--- START OF Selection ---

Build an Infrastructure Health Monitor

The Problem

Clara leads SRE at a 25-person company running 20 services across 3 regions. They use Datadog ($2,000/month) but it drowns them in metrics — 5,000 data points/second with no clear signal. When the database went down at 3 AM, nobody noticed until customers complained 45 minutes later. Alert fatigue from false positives means real alerts get ignored. They need focused monitoring: health checks that matter, anomaly detection that's smart, alerts that are actionable, and a status page customers can check.

--- END OF Selection ---
--- START OF Data ---

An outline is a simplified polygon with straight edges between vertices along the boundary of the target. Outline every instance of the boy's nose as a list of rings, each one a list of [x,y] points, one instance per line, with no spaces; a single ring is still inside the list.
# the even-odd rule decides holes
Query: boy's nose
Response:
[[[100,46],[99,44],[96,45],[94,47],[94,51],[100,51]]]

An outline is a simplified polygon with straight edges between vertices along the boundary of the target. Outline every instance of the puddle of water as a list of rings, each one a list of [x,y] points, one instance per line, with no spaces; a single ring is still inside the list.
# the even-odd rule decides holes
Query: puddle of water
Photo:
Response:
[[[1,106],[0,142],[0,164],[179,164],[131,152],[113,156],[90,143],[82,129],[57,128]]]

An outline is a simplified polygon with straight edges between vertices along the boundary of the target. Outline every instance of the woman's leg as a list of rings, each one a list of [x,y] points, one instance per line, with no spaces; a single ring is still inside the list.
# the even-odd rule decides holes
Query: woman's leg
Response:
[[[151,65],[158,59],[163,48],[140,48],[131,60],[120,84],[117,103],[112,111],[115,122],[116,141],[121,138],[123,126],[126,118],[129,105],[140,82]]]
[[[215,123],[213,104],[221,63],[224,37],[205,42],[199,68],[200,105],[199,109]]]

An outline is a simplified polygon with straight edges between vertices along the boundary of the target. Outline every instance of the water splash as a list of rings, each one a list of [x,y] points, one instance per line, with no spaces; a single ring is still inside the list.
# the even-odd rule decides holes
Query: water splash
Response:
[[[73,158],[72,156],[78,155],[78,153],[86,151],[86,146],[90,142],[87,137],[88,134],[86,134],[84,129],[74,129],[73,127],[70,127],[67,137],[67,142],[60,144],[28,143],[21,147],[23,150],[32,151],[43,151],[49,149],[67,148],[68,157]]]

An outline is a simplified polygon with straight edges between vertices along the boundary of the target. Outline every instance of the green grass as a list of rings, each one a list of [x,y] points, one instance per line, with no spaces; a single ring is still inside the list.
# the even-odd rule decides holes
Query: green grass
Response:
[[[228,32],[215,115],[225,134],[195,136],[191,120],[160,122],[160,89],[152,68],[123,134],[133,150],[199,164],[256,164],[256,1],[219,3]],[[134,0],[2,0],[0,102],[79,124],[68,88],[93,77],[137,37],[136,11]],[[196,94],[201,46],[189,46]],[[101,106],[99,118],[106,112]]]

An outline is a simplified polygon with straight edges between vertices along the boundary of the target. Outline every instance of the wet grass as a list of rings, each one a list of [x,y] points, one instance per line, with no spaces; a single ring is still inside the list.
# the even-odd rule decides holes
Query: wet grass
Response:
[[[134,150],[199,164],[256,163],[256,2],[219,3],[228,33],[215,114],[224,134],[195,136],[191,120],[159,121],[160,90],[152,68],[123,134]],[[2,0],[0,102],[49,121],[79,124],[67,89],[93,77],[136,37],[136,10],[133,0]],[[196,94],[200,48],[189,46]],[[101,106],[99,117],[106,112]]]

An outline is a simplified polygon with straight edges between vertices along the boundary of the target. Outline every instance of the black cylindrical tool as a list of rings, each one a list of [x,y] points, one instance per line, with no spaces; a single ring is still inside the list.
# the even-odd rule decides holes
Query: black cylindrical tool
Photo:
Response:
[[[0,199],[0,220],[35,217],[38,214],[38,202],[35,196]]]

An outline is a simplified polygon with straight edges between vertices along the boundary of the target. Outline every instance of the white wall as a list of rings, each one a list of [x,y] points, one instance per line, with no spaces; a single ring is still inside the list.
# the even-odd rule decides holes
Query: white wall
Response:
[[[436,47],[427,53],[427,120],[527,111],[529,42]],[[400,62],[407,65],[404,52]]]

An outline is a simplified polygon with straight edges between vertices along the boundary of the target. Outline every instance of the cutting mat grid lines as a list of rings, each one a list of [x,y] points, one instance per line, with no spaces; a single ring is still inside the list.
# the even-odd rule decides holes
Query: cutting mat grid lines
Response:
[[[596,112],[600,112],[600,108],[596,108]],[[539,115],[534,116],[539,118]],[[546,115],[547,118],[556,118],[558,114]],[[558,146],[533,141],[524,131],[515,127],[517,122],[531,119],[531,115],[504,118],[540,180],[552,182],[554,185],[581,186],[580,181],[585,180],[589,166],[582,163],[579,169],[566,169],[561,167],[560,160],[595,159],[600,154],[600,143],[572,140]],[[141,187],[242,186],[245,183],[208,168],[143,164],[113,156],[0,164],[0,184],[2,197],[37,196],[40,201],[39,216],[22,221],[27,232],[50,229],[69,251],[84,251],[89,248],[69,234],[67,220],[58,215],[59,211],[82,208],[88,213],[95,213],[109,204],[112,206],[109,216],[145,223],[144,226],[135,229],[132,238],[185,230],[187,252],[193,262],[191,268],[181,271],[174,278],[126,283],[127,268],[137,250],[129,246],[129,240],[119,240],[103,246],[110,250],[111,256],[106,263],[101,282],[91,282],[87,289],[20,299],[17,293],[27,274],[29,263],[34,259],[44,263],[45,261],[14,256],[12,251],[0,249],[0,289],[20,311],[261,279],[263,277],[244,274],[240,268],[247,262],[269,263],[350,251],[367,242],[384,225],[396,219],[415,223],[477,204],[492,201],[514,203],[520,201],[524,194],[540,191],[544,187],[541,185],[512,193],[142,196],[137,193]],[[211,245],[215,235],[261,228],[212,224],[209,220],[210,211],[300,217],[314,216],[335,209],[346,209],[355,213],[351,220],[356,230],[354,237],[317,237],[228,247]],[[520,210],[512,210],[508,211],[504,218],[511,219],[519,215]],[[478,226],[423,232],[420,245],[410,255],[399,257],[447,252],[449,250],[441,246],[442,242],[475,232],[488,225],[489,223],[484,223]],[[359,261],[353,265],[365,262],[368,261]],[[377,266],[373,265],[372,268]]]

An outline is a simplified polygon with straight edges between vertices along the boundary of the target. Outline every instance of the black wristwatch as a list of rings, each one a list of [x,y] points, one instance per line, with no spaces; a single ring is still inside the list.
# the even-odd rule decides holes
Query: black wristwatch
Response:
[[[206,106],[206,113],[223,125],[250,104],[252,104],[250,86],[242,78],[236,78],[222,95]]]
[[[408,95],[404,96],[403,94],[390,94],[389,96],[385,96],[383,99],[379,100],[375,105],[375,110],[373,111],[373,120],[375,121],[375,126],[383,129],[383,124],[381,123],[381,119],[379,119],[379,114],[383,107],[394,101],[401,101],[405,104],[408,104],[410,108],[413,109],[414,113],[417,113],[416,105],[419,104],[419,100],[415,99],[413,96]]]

--- END OF Data ---
--- START OF Data ---

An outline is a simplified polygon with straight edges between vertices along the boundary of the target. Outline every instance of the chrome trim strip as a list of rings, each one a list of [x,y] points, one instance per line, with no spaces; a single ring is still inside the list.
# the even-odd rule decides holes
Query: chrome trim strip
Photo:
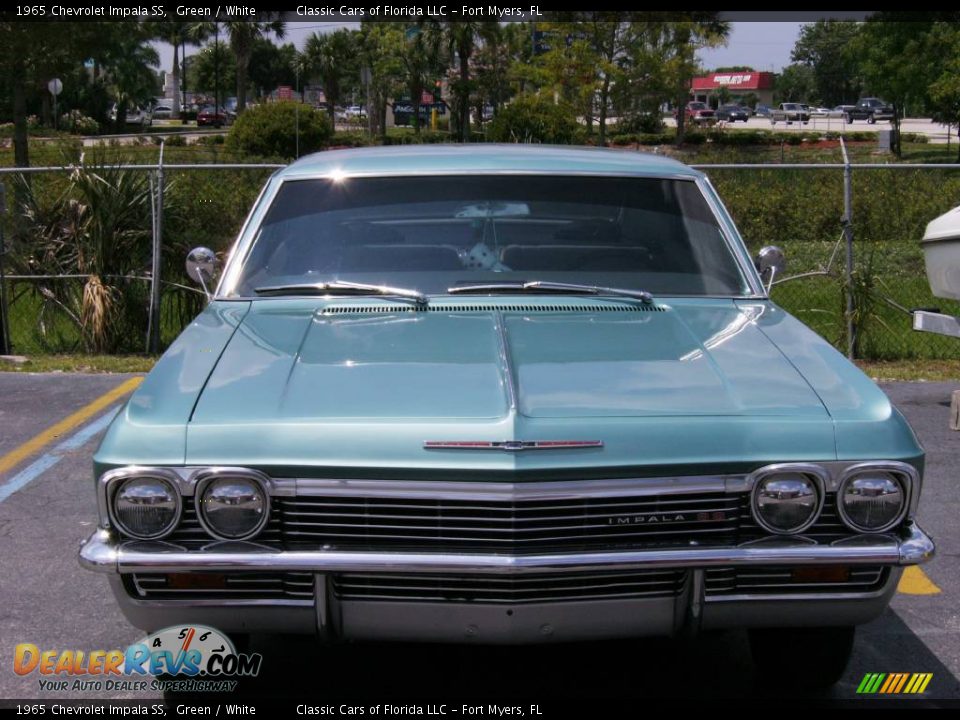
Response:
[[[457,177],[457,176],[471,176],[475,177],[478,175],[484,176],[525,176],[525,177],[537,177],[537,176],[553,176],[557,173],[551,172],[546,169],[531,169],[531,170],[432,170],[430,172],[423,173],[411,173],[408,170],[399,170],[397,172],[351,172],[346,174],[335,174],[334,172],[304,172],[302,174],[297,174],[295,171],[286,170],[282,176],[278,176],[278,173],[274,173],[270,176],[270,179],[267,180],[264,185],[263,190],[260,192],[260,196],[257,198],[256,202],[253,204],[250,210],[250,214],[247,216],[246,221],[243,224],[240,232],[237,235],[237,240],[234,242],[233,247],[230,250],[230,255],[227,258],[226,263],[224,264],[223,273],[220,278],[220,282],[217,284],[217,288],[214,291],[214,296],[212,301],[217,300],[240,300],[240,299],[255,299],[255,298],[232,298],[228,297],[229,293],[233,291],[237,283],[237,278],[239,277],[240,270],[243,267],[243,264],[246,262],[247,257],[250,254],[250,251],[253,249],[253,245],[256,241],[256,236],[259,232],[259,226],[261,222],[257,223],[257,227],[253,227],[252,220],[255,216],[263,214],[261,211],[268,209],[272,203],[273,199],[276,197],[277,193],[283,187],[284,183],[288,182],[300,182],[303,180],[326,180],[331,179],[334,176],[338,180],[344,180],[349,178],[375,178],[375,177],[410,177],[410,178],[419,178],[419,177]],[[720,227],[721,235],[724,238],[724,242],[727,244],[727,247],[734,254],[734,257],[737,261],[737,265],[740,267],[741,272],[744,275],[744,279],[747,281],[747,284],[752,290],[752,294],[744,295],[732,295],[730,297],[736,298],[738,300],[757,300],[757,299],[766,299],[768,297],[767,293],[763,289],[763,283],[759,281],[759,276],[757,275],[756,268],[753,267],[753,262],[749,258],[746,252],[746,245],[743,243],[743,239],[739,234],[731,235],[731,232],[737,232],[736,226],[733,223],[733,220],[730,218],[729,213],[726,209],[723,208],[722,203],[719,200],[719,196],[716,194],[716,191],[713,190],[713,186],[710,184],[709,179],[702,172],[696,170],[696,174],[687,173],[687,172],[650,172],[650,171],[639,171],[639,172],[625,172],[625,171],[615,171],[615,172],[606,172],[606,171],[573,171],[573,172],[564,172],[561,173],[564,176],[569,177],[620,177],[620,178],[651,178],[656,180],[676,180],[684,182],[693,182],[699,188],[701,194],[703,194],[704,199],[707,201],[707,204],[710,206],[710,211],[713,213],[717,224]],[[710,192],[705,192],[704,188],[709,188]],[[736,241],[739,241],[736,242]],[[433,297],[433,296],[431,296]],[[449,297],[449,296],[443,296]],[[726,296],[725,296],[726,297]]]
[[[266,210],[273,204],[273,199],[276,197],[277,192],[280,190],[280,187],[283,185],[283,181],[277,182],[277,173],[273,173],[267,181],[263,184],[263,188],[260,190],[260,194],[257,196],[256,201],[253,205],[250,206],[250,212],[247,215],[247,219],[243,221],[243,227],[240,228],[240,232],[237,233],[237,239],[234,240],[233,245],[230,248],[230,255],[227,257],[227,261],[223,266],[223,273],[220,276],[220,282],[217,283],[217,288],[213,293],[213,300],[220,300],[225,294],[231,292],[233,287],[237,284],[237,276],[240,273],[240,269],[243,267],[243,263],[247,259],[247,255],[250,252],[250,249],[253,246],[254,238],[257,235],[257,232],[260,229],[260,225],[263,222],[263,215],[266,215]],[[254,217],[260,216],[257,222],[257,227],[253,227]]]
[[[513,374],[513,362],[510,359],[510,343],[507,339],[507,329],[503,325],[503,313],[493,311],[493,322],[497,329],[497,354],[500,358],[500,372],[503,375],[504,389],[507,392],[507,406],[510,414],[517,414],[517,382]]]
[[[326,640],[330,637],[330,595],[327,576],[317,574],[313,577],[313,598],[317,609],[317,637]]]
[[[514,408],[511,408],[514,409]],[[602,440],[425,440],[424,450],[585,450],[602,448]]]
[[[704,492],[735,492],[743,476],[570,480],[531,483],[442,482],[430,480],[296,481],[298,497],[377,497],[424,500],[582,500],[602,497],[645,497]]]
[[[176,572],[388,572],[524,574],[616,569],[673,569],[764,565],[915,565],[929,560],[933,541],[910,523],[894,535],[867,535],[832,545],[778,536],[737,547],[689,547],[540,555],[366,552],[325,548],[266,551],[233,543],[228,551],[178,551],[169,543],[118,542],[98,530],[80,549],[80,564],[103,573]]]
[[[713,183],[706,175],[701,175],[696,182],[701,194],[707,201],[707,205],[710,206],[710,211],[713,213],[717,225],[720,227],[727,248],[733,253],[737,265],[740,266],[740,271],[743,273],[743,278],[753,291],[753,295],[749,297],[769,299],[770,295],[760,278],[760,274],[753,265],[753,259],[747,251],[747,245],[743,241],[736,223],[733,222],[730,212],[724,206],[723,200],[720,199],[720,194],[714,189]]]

--- END OF Data ---

### Task brief
Check each of the following statements against the infrastructure health monitor text and answer yes or no, quoting the words of the text that settle it. 1. Clara's company runs 20 services across 3 regions. 2. The team noticed the database outage within a few minutes. 3. The company pays $2,000 a month for Datadog.

### Solution to this exercise
1. Yes: "running 20 services across 3 regions."
2. No: "nobody noticed until customers complained 45 minutes later."
3. Yes: "They use Datadog ($2,000/month)."